— REQUIRED WORK —
Select from the records below every line that has the word "tree" in it.

[Items from a data source]
--- START ---
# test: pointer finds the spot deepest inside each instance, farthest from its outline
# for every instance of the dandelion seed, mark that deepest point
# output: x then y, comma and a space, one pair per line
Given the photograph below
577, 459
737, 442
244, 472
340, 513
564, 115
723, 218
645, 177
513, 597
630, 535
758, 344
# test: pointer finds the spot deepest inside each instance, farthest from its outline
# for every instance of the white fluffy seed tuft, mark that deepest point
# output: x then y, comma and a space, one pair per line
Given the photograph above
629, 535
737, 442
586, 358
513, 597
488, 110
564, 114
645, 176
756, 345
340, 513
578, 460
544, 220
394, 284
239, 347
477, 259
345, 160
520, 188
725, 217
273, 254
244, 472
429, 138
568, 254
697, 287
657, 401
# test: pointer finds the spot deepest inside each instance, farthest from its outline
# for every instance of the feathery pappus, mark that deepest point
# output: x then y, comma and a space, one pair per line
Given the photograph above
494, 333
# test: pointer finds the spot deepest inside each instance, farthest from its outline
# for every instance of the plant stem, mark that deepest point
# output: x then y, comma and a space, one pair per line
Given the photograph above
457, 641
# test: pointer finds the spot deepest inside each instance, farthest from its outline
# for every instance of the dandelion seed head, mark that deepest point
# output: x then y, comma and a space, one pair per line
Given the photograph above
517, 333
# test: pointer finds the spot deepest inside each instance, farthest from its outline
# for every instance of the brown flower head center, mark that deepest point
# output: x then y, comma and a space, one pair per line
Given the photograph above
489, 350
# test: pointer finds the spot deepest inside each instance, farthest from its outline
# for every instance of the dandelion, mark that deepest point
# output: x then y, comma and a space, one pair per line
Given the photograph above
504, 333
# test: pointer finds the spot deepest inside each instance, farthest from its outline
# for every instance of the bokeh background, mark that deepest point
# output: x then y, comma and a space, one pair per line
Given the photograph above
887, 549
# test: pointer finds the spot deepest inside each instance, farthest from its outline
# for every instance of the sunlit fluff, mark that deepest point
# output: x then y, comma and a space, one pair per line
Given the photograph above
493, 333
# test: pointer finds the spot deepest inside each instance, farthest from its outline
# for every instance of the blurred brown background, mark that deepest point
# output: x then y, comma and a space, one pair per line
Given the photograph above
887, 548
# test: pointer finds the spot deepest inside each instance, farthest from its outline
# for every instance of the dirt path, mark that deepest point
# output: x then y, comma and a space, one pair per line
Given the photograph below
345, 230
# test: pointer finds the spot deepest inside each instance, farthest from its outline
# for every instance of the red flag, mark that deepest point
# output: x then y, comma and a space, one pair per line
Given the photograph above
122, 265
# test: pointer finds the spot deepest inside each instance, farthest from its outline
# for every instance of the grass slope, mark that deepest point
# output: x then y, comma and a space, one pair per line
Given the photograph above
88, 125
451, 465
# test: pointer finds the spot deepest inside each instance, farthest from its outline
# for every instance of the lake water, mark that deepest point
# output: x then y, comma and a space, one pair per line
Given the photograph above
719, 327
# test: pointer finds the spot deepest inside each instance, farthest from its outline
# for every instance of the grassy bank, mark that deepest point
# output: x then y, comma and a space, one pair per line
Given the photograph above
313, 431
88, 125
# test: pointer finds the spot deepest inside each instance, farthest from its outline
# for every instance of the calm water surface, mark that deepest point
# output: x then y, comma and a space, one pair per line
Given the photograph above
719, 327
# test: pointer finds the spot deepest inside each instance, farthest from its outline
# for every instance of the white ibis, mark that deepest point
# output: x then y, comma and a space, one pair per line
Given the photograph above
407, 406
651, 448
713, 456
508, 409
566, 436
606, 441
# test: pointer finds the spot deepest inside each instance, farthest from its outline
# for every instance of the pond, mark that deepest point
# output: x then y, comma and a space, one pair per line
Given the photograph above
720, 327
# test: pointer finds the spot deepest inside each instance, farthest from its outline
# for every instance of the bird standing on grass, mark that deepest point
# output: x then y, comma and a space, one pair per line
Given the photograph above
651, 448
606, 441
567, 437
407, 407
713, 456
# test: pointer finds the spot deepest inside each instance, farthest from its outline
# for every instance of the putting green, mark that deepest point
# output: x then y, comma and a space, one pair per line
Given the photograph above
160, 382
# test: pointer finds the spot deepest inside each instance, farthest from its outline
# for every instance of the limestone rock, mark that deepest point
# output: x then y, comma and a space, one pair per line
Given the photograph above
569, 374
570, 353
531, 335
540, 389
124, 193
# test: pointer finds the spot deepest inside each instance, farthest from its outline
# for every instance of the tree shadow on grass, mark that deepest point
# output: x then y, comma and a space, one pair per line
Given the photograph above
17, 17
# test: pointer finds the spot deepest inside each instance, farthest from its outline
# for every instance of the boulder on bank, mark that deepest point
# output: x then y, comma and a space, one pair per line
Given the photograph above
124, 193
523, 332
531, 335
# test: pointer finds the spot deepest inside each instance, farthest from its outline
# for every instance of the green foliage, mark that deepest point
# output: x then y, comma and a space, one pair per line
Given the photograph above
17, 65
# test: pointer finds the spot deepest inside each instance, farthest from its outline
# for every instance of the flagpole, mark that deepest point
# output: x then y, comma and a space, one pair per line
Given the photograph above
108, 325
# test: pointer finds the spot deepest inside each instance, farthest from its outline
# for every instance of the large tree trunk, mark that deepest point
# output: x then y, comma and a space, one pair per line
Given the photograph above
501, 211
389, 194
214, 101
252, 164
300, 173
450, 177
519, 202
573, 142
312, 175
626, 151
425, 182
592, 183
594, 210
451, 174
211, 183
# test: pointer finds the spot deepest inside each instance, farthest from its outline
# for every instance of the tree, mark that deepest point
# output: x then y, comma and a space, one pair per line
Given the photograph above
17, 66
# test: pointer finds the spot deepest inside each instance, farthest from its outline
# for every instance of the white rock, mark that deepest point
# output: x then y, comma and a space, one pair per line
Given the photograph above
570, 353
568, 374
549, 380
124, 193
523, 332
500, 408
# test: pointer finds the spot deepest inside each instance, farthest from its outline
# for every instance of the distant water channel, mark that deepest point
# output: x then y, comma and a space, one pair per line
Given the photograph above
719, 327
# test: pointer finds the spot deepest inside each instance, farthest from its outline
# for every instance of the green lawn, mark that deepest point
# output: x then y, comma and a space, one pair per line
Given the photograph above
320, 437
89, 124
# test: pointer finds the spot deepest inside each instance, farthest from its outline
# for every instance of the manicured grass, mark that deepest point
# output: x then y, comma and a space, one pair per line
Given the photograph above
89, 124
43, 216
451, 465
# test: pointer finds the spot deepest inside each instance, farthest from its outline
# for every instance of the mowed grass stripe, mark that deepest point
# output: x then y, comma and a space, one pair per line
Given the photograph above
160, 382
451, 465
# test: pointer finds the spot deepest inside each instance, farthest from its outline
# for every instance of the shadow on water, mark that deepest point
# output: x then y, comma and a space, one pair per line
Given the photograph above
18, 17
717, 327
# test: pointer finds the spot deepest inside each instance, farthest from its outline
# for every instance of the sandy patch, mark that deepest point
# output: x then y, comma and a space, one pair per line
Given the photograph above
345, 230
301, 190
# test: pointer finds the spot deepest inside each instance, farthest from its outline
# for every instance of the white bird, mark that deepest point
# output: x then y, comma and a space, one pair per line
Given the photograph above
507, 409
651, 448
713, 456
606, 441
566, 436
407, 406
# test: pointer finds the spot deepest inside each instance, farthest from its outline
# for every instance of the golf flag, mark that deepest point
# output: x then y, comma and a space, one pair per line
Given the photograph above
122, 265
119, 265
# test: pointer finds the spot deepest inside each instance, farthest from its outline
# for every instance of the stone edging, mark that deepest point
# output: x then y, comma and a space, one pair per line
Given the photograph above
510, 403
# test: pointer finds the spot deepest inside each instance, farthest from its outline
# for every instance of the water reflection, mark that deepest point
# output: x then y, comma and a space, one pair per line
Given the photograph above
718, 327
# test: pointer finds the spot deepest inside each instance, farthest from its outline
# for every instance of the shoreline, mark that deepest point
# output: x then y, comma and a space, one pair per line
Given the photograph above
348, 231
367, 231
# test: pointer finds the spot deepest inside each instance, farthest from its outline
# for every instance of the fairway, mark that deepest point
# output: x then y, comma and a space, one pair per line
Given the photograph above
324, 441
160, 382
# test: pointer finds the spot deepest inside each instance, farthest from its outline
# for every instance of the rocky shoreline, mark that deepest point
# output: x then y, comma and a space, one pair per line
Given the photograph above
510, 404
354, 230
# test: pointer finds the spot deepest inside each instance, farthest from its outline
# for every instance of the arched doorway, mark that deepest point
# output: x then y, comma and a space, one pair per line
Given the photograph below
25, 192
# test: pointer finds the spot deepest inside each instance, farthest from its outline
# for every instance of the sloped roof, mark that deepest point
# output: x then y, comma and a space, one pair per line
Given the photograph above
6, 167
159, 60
--- END ---
— YOUR SOLUTION —
# for every instance of the tree shadow on grass, mark that deepest point
# for every instance of the large tree trunk, mark that deepest point
# for every instance of the tree, mark that deepest point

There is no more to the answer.